What to work on ▸ What is needed is an exact copy of every record below.

Segment Start: Supplied data

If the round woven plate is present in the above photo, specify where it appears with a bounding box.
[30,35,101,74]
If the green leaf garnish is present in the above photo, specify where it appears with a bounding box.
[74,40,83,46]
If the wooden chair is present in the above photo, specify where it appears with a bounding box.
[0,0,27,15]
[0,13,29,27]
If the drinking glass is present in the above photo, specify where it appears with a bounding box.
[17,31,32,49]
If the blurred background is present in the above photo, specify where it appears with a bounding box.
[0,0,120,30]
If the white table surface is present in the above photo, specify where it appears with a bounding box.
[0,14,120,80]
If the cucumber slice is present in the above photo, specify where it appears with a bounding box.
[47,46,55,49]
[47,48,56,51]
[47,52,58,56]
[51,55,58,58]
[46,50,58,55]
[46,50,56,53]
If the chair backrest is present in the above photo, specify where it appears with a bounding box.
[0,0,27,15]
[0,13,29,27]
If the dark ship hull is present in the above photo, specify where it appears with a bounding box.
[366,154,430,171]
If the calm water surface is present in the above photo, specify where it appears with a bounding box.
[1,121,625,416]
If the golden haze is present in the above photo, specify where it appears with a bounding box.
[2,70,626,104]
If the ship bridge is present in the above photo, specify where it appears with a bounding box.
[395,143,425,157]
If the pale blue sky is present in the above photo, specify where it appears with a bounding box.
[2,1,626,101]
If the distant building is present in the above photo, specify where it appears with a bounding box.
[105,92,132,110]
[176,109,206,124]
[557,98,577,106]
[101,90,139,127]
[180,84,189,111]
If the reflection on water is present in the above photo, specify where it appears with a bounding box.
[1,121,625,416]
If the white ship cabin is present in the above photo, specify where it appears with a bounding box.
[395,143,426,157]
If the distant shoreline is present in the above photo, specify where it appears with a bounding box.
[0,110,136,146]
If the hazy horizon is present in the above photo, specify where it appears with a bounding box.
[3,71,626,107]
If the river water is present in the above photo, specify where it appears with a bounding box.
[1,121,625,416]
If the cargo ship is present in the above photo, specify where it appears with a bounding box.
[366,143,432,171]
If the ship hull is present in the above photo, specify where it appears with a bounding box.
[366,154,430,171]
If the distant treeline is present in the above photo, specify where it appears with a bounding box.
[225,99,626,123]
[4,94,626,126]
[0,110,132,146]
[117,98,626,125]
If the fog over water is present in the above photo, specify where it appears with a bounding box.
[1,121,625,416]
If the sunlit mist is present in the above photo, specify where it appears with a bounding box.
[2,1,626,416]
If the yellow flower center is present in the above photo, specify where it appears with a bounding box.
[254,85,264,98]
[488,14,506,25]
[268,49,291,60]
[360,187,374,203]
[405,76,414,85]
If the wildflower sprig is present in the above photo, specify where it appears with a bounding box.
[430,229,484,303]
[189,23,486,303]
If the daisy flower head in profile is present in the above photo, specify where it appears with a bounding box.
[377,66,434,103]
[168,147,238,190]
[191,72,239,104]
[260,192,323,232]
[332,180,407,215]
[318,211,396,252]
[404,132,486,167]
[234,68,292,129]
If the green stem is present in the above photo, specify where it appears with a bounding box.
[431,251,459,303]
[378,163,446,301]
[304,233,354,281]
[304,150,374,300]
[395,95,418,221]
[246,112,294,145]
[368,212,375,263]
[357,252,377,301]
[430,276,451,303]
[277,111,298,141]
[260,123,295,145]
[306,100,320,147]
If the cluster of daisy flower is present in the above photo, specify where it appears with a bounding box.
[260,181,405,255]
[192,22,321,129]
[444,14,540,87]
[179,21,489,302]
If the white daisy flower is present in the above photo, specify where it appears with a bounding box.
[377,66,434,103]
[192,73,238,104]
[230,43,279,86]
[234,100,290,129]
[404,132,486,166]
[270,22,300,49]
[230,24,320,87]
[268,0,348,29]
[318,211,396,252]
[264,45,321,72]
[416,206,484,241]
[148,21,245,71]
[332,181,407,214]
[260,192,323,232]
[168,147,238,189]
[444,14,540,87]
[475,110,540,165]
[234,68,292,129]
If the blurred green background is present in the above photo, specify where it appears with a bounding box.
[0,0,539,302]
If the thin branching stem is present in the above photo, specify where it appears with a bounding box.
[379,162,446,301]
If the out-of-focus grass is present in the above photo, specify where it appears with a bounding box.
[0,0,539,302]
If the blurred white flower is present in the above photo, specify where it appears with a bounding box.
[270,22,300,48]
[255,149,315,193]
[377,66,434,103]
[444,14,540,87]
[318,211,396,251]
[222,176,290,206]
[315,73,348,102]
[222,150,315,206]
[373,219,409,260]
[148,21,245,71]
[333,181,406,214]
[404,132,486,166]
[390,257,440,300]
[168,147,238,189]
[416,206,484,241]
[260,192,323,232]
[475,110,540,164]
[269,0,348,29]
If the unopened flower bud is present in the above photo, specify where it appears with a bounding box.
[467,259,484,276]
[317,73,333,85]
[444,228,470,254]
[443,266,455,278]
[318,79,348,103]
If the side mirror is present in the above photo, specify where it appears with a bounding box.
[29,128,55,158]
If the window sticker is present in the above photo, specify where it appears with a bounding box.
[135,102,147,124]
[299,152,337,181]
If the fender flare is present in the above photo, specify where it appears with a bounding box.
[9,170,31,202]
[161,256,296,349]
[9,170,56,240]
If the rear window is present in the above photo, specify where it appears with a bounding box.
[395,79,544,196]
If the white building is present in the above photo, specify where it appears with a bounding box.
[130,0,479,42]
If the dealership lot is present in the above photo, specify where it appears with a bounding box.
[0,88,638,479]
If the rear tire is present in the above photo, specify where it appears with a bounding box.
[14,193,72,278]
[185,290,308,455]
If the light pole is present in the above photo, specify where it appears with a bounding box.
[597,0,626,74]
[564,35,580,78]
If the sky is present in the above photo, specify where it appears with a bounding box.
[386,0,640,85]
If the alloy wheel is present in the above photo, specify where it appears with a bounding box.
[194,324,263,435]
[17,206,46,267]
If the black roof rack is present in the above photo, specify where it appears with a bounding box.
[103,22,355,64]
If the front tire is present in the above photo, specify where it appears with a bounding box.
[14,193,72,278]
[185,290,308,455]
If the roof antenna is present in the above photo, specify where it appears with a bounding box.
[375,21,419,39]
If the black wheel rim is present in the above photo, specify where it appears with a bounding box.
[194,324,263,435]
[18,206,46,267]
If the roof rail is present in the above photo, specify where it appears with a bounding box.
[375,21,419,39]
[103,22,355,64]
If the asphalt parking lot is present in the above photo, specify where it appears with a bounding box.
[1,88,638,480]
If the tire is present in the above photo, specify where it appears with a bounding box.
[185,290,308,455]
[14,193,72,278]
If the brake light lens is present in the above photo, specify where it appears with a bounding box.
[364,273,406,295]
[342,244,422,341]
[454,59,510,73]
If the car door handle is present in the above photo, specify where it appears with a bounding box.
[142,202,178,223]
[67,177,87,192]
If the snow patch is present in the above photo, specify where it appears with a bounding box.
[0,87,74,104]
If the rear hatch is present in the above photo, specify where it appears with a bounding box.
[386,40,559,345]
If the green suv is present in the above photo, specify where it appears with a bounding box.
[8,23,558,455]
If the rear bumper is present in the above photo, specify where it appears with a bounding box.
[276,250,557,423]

Segment End: Supplied data

Your response ▸
If the round woven plate is present in the above photo, specify where it appears with a bounding box.
[30,35,101,74]
If the green leaf garnish is present in the above photo, specify where it appears with a bounding box.
[74,40,83,46]
If the wooden chair is present in the above photo, specify where it appears with a bounding box.
[0,0,27,15]
[0,13,29,27]
If the drinking glass is present in the above photo, specify where it appears with a bounding box.
[17,31,32,49]
If the blurred background is present in the above photo, specify where it appears with a bounding box.
[0,0,120,30]
If the white table surface is present in the above photo, specify where it appears with a bounding box.
[0,14,120,80]
If the cucumber slice is present in the above photo, specify where it appears with a bounding box.
[47,46,55,49]
[47,48,56,51]
[47,52,58,56]
[51,55,58,58]
[46,50,58,55]
[46,50,56,53]
If the chair backrest is present in the above photo, specify where it appears with a bounding box.
[0,0,27,15]
[0,13,29,27]
If the dark ship hull is present in the above photo, specify where it appears with a bounding box.
[366,154,430,171]
If the calm water surface is present in the above photo, specify where it appears with a bounding box.
[1,121,625,416]
If the golden haze is present in the above photo, specify where it appears with a bounding box.
[2,70,626,104]
If the ship bridge is present in the above photo, specify where it appears with a bounding box.
[395,143,425,157]
If the pale blue sky is present in the above photo, specify where it appears with a bounding box.
[2,1,626,101]
If the distant building is present in the above photo, specify where it appears with a bounding box.
[105,92,132,110]
[176,109,206,124]
[557,98,577,106]
[101,90,139,127]
[180,84,189,111]
If the reflection on water is present in the above photo, specify where it appears with a bounding box.
[1,121,625,416]
If the white ship cabin is present in the above photo, specify where it appears with a bounding box.
[395,143,426,157]
If the distant shoreline is present in the above photo, specify where it appears with a bounding box.
[0,110,136,146]
If the hazy horizon is present in the above photo, specify where it appears with a bounding box.
[3,71,626,107]
If the river water is present in the above photo, specify where it appears with a bounding box.
[1,121,625,416]
If the cargo ship is present in the above photo, specify where it appears with a bounding box.
[366,143,432,171]
If the ship hull is present in the above photo, specify where it appears with a bounding box.
[366,154,430,171]
If the distant treeline is present in the above photo, specify where it appears with a bounding box.
[225,99,626,123]
[4,94,626,126]
[0,110,132,146]
[117,98,626,125]
If the fog over water is present in the above photo, specify where it appears with a bounding box.
[1,121,625,416]
If the sunlit mist is present in the above photo, specify where it appears with a bounding box.
[2,1,626,416]
If the yellow flower center is present in the above photo, specify where it appears with a bounding box.
[254,85,264,98]
[488,14,506,25]
[268,49,291,60]
[360,187,374,203]
[405,76,414,85]
If the wildflower sprig is present in the above photo, specify where it appears with a bounding box.
[430,229,484,303]
[189,23,486,303]
If the daisy flower head in profile is present in the above photo, specify where it appears with a bounding box.
[377,66,434,103]
[168,147,238,190]
[191,72,239,104]
[260,192,323,232]
[332,180,407,215]
[318,211,396,252]
[404,132,486,167]
[234,68,292,129]
If the green stem is present in the above photo, specify where it appears with a bounding box.
[431,251,459,303]
[378,163,446,301]
[304,233,354,281]
[304,150,374,300]
[395,95,418,221]
[246,112,294,145]
[368,212,375,263]
[357,252,377,301]
[430,276,451,303]
[277,111,298,141]
[260,123,295,145]
[306,100,320,147]
If the cluster of daisy flower is present in the above photo, specify where it appears with a bounding box.
[260,181,405,255]
[192,22,321,129]
[444,14,540,87]
[179,21,489,302]
If the white daisy flower is present in the above photo, specify where it appears with a bounding box.
[377,66,434,103]
[192,73,238,104]
[230,43,279,86]
[234,100,290,129]
[404,132,486,166]
[270,22,300,49]
[230,24,320,87]
[268,0,348,29]
[318,211,396,252]
[264,45,321,72]
[416,206,484,241]
[148,21,245,71]
[332,181,407,214]
[260,192,323,232]
[168,147,238,189]
[444,14,540,87]
[475,110,540,165]
[234,68,292,129]
If the blurred green background is present in the above photo, specify where it appears with a bounding box.
[0,0,539,302]
If the thin branching stem is present in the above photo, specify where it appears with a bounding box.
[379,162,446,301]
If the out-of-focus grass is present in the above photo, specify where it appears with a bounding box.
[0,0,539,302]
If the blurred white flower is present in the above photo, specify where it appears with a bounding box.
[270,22,300,48]
[255,149,315,193]
[377,66,434,103]
[444,14,540,87]
[318,211,396,251]
[222,176,290,206]
[315,73,348,102]
[222,150,315,206]
[373,219,409,260]
[148,21,245,71]
[333,181,406,214]
[404,132,486,166]
[390,257,440,300]
[168,147,238,189]
[416,206,484,241]
[260,192,323,232]
[475,110,540,164]
[269,0,348,29]
If the unopened flower bud is present in the above photo, specify where it appears with a bounding box.
[467,259,484,276]
[317,73,333,85]
[444,228,470,254]
[443,266,455,278]
[318,79,348,103]
If the side mirror is present in the above photo, specify where it appears with a bounding box.
[29,128,55,158]
If the window sticker is present in the above photo, specify where it appears with a bounding box.
[135,102,147,124]
[299,152,337,181]
If the fender flare is present in the above photo, specify where it appears with a bounding box.
[9,170,31,202]
[161,256,296,349]
[9,170,56,240]
If the rear window is present in the above photo, specify where it appears with a bounding box.
[395,79,544,196]
If the white building is present in the above photo, specify where it appears with a bounding box.
[130,0,479,42]
If the dealership lot is present in the above photo, specify where it appears with a bounding box.
[0,88,638,479]
If the rear tire is present in the above photo, specify where it appears with a bounding box.
[14,193,72,278]
[185,290,308,455]
If the light pole is present in the above photo, specify where it appears with a bounding box.
[597,0,626,74]
[564,35,580,78]
If the sky is present in the above photo, specify where it appears with a bounding box.
[386,0,640,85]
If the alloy wheel is present in the above photo, specify where it appears with a bounding box.
[194,324,263,435]
[17,206,46,267]
If the black roof rack is present in the above photo, specify where it appears with a bounding box.
[103,22,355,64]
If the front tire is present in the above photo, specify where it appears with a bounding box.
[14,193,72,278]
[185,290,308,455]
If the roof antenna is present in the above photo, specify where it appears with a bounding box.
[375,21,419,39]
If the black wheel rim is present in the above photo, specify where it appears with a bounding box.
[194,324,263,435]
[18,206,46,267]
If the roof rail is present in the above photo, specify where it appears with a bounding box.
[375,21,419,39]
[103,22,355,64]
If the asphalt parking lot is present in the above photo, specify where it appears with a bounding box.
[1,88,638,480]
If the tire is present in the above photo, specify where it appears with a bounding box.
[185,290,308,455]
[14,193,72,278]
If the brake light lens is present in the above photo, specify where it appears with a bounding box.
[364,273,406,295]
[342,244,422,341]
[454,59,510,73]
If the car door handle is present in the above photo, specify where it appears with a bounding box.
[142,202,178,223]
[67,177,87,192]
If the snow patch is present in the above photo, specify where it appears with a bounding box.
[0,87,74,104]
If the rear hatch is present in the above photo, specify where it appears with a bounding box.
[386,40,559,345]
If the green suv is present in the above photo, specify where it appears with a bounding box.
[8,23,558,455]
If the rear bumper is present in the above photo, specify where it appears with a bounding box.
[276,250,557,423]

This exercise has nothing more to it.